- _EXERCISE_: Whenever a line in the data holds the string "shaped", pull that line out.

- _DATA_:

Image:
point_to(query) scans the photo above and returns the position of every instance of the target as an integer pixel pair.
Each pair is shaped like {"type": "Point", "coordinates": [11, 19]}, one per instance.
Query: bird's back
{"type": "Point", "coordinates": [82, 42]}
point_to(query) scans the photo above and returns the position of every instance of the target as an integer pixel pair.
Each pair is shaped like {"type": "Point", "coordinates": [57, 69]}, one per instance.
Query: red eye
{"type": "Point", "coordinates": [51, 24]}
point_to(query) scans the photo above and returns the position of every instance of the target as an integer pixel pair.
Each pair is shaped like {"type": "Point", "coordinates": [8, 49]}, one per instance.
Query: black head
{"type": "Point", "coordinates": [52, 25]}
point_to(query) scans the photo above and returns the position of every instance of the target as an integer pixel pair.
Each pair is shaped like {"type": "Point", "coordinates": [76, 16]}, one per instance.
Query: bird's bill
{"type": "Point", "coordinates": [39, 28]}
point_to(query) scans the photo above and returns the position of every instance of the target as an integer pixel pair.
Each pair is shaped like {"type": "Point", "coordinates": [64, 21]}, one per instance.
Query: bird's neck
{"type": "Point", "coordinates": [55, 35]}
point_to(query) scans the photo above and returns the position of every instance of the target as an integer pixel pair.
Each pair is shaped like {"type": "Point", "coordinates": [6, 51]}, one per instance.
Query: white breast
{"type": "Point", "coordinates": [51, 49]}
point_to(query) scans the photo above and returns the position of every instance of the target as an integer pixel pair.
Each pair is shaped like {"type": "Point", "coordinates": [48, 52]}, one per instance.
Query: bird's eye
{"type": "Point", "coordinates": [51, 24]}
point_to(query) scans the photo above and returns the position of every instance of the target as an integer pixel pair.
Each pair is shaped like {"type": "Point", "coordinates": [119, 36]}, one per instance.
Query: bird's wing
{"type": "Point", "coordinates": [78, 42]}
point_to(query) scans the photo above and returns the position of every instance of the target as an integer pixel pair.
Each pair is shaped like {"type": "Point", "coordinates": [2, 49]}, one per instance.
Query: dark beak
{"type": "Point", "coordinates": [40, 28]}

- _RESULT OF THE TASK_:
Each pair is shaped like {"type": "Point", "coordinates": [11, 19]}, one per instance.
Each pair is shaped like {"type": "Point", "coordinates": [57, 69]}, one per instance.
Each pair is shaped like {"type": "Point", "coordinates": [8, 49]}, one per instance.
Each pair is shaped like {"type": "Point", "coordinates": [76, 16]}, one per instance.
Each pair is shaped like {"type": "Point", "coordinates": [64, 21]}, one per instance.
Each pair is shaped like {"type": "Point", "coordinates": [6, 51]}, one per instance.
Each pair is shaped like {"type": "Point", "coordinates": [48, 52]}, one per instance.
Each pair is shaped like {"type": "Point", "coordinates": [119, 36]}, one per instance.
Each pair is shaped like {"type": "Point", "coordinates": [2, 49]}, one per instance.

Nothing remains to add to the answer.